Data for processing:
· · · · · · ·

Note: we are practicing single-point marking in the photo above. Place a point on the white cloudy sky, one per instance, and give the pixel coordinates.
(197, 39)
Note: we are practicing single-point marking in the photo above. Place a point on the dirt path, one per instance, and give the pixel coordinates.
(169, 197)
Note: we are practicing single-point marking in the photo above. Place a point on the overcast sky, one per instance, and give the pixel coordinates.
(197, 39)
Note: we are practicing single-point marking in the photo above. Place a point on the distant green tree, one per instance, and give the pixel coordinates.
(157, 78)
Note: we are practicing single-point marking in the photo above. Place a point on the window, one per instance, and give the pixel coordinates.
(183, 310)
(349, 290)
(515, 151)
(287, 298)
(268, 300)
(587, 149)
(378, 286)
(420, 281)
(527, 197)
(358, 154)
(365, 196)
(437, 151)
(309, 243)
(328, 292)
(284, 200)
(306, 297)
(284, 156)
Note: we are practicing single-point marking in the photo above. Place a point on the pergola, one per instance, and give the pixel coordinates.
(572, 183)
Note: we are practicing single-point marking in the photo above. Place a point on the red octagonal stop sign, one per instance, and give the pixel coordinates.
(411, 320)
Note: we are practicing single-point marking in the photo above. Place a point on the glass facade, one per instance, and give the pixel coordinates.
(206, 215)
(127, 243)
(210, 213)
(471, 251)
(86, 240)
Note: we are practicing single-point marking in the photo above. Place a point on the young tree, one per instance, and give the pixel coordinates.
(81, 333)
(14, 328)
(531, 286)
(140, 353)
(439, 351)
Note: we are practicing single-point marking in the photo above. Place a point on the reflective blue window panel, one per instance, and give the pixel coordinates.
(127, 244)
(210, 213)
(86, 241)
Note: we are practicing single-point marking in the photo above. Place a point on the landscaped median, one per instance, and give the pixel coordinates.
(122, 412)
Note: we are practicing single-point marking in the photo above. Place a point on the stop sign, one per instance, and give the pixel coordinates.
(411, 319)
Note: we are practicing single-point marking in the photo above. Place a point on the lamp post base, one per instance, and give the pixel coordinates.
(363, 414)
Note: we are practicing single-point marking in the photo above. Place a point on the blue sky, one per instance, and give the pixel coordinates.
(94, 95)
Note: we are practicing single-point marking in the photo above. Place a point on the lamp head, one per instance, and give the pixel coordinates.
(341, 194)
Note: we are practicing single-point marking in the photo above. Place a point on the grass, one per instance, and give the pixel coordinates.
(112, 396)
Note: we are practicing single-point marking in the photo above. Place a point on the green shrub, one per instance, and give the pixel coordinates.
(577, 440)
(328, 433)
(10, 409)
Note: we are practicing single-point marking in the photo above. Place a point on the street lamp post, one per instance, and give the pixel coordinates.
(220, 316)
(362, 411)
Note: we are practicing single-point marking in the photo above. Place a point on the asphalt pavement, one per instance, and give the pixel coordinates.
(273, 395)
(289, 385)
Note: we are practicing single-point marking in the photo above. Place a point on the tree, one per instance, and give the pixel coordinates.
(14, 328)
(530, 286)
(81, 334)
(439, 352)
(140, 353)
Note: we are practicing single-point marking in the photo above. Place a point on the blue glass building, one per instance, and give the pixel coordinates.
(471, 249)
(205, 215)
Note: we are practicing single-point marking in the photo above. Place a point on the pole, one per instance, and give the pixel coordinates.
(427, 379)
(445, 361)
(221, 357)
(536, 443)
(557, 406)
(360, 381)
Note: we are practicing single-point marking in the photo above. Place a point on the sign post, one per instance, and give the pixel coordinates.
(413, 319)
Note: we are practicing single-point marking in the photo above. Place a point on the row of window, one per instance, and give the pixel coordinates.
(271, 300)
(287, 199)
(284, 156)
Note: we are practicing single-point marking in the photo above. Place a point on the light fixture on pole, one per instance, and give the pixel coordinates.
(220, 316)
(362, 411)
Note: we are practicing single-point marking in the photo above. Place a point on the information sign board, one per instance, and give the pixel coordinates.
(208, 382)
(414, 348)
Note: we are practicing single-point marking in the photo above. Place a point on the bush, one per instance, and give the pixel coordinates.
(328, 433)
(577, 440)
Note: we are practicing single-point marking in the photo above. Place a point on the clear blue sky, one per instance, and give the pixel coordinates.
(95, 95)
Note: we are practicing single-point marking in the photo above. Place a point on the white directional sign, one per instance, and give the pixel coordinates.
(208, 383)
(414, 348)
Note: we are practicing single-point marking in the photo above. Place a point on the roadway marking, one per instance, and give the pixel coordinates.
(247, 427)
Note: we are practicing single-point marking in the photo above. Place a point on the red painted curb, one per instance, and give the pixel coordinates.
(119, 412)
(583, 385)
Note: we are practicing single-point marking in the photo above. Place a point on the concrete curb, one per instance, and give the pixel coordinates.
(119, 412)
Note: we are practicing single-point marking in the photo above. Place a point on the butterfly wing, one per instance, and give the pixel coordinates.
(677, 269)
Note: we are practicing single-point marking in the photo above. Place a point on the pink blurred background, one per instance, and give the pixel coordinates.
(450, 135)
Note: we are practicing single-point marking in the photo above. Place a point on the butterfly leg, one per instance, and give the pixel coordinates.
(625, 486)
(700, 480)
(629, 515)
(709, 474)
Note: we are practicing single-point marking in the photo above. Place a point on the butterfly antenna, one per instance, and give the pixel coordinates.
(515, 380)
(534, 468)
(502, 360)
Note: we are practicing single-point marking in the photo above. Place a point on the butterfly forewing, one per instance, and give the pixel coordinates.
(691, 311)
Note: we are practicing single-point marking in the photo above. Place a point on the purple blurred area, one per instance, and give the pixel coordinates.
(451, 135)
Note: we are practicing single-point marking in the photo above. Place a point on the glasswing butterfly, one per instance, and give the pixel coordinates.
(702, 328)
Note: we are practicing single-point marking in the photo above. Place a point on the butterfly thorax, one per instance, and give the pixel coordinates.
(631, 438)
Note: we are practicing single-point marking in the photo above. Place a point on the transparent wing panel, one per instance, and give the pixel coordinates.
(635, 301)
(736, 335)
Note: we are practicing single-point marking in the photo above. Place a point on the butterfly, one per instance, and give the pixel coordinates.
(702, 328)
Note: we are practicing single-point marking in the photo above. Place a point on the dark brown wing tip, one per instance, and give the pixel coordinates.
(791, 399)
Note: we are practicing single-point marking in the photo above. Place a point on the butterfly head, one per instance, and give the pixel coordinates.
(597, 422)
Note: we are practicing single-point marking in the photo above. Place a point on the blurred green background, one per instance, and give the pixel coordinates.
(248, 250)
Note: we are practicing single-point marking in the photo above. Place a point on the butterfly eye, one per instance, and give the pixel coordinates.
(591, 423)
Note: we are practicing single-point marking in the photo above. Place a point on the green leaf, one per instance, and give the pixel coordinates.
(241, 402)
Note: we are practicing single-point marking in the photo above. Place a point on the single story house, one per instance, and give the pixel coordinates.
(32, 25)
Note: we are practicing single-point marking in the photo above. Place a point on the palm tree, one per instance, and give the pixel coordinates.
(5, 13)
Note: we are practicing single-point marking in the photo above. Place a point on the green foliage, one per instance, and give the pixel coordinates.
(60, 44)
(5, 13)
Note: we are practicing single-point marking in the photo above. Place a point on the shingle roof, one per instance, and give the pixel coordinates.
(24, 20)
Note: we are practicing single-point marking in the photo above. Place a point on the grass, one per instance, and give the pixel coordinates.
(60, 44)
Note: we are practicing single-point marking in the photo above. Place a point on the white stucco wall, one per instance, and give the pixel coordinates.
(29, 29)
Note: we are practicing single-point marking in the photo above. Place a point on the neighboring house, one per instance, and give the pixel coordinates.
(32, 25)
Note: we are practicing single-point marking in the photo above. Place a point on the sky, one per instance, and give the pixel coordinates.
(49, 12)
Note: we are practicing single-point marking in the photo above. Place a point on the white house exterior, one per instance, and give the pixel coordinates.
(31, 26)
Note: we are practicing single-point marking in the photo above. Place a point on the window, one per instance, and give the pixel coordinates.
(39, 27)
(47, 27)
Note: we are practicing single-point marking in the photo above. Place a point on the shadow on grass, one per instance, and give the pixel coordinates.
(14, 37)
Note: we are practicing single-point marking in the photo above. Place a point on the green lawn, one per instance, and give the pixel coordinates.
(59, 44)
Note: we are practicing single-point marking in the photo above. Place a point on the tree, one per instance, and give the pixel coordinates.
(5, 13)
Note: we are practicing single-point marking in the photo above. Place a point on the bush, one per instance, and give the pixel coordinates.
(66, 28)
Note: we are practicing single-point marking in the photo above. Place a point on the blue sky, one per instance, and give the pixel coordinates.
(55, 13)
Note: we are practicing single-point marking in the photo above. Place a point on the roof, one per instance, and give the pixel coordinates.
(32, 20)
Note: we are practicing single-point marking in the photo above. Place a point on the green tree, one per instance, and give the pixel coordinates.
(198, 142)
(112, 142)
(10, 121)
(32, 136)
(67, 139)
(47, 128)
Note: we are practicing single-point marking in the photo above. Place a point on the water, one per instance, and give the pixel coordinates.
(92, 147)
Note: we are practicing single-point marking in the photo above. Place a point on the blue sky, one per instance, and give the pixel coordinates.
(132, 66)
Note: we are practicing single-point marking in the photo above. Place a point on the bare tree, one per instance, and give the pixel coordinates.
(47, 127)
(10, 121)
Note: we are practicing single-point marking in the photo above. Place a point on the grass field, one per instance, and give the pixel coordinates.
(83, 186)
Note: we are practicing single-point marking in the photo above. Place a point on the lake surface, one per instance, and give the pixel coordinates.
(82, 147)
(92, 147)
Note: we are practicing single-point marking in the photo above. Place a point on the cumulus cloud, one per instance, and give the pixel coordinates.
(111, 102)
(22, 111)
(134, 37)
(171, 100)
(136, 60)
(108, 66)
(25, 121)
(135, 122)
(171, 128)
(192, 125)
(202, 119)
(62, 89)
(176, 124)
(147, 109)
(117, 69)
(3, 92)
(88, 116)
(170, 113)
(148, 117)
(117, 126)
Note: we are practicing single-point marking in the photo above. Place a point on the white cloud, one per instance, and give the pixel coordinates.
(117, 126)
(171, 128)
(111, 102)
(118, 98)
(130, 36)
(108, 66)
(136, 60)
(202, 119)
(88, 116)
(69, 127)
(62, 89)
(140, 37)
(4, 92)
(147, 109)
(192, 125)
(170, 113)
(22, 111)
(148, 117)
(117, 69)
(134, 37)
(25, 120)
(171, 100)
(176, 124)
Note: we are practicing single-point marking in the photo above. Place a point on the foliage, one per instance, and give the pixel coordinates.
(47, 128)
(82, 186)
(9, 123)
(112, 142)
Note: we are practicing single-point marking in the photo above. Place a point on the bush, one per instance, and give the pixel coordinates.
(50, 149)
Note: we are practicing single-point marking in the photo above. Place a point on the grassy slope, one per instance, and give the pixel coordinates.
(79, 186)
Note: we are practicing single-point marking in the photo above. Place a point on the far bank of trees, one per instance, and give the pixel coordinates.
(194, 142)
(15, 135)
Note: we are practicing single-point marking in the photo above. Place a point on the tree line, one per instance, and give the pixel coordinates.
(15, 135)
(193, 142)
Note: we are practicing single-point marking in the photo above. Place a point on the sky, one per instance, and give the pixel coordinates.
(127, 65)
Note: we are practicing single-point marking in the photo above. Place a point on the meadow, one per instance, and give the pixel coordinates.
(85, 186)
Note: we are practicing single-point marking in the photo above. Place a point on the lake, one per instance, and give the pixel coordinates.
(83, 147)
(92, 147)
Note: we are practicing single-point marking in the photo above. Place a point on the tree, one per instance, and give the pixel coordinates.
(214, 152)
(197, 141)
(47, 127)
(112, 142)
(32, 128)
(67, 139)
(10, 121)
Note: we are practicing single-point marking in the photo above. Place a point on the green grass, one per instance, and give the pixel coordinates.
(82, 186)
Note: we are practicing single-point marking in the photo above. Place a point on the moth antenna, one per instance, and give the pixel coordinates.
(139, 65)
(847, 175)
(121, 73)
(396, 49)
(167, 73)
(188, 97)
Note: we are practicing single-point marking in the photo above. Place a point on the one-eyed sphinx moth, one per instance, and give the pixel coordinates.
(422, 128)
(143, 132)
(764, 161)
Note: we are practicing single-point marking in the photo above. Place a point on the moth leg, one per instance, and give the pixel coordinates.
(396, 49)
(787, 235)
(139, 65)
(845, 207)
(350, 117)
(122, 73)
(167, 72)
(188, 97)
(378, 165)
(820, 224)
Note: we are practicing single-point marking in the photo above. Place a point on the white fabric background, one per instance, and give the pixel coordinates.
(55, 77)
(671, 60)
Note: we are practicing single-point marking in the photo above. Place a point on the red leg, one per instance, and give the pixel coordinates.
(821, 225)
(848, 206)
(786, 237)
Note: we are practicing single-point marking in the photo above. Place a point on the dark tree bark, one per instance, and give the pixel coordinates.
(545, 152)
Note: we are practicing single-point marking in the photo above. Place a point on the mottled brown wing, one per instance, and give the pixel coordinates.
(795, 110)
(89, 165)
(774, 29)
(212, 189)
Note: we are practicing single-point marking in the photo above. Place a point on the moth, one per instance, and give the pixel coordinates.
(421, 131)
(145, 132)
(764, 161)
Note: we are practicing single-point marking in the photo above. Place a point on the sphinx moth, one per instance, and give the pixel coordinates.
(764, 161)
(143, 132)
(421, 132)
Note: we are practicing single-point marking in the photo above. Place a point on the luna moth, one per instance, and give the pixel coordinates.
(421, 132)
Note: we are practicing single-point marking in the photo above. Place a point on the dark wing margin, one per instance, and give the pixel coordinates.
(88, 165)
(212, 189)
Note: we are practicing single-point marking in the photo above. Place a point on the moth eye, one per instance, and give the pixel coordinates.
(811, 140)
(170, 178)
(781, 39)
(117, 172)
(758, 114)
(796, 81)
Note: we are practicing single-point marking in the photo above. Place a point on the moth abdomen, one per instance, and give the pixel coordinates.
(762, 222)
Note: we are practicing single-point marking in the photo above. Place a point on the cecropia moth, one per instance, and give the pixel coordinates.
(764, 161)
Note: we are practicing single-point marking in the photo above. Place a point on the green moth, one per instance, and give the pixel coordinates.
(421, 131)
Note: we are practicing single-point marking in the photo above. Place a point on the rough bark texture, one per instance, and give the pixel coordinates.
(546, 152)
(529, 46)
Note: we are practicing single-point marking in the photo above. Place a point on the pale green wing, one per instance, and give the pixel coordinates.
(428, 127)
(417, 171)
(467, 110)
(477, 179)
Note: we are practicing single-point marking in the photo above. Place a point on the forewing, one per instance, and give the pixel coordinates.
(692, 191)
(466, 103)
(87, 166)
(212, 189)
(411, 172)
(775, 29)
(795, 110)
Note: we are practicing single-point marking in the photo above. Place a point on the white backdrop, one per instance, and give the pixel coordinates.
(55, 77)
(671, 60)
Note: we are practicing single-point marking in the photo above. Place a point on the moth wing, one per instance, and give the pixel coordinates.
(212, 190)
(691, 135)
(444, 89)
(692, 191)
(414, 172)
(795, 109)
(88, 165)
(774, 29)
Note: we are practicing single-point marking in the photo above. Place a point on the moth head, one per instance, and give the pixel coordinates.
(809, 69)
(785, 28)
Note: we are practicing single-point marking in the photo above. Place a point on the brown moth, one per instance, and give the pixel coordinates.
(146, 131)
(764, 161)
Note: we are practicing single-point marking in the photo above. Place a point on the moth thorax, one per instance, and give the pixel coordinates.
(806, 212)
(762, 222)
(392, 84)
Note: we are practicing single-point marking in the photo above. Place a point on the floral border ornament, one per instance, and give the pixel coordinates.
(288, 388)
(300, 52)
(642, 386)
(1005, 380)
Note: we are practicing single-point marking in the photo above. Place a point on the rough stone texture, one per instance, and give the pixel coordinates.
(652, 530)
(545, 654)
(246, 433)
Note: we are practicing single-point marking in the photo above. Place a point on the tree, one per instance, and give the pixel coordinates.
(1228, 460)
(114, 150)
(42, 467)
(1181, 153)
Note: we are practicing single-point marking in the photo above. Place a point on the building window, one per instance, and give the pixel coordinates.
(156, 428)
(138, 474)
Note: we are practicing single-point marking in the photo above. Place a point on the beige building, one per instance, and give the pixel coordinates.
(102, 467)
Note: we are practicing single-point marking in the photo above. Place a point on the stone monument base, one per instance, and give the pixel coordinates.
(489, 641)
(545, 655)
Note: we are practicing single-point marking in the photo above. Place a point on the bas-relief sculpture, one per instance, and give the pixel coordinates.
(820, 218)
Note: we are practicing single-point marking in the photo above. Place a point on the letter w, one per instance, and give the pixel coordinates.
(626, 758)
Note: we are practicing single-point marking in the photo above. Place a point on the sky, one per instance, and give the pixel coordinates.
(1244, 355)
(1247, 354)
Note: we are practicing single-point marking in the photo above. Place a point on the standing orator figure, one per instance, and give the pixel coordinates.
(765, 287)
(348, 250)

· · · · · · ·

What to do:
Every line from the one holding "on the floral" through the final line of the listing must be echoed exactly; leave out all other lines.

Solution:
Note: we are practicing single-point marking in the photo above. Place a point on the floral border ornament, one per instance, and give the pixel coordinates.
(288, 388)
(300, 52)
(642, 386)
(1005, 380)
Note: we are practicing single-point marking in the photo above. Place a point on the rough stone texture, one per instance, and give the pixel coordinates.
(652, 530)
(545, 654)
(246, 433)
Note: we are practicing single-point marking in the photo above. Place a point on the tree, one per instance, and give the pixel coordinates.
(1228, 460)
(114, 150)
(42, 467)
(1181, 153)
Note: we are practicing single-point marking in the photo above. Place a point on the building window, one per instance, and give the pixel coordinates.
(156, 428)
(138, 474)
Note: we are practicing single-point marking in the photo above. Place a point on the beige building, one per instance, and give the pixel coordinates.
(102, 467)
Note: we are practicing single-point marking in the photo above. Place a point on the stone monument base, one per instance, and give the pixel coordinates.
(489, 641)
(545, 655)
Note: we are practicing single-point marking in the photo above. Place a point on the bas-relief sculpture, one per instance, and give the pixel coordinates.
(820, 218)
Note: we are practicing single-point marking in the photo above. Place a point on the letter w, one per instance, and give the pixel coordinates.
(626, 758)
Note: we are practicing single-point marking in the photo above. Place a point on the sky, one per instance, and give the pixel coordinates.
(1244, 355)
(1247, 354)
Note: we are practicing single-point marking in the photo above. Place a point on the standing orator figure, one per instance, and give the pixel coordinates.
(765, 287)
(348, 250)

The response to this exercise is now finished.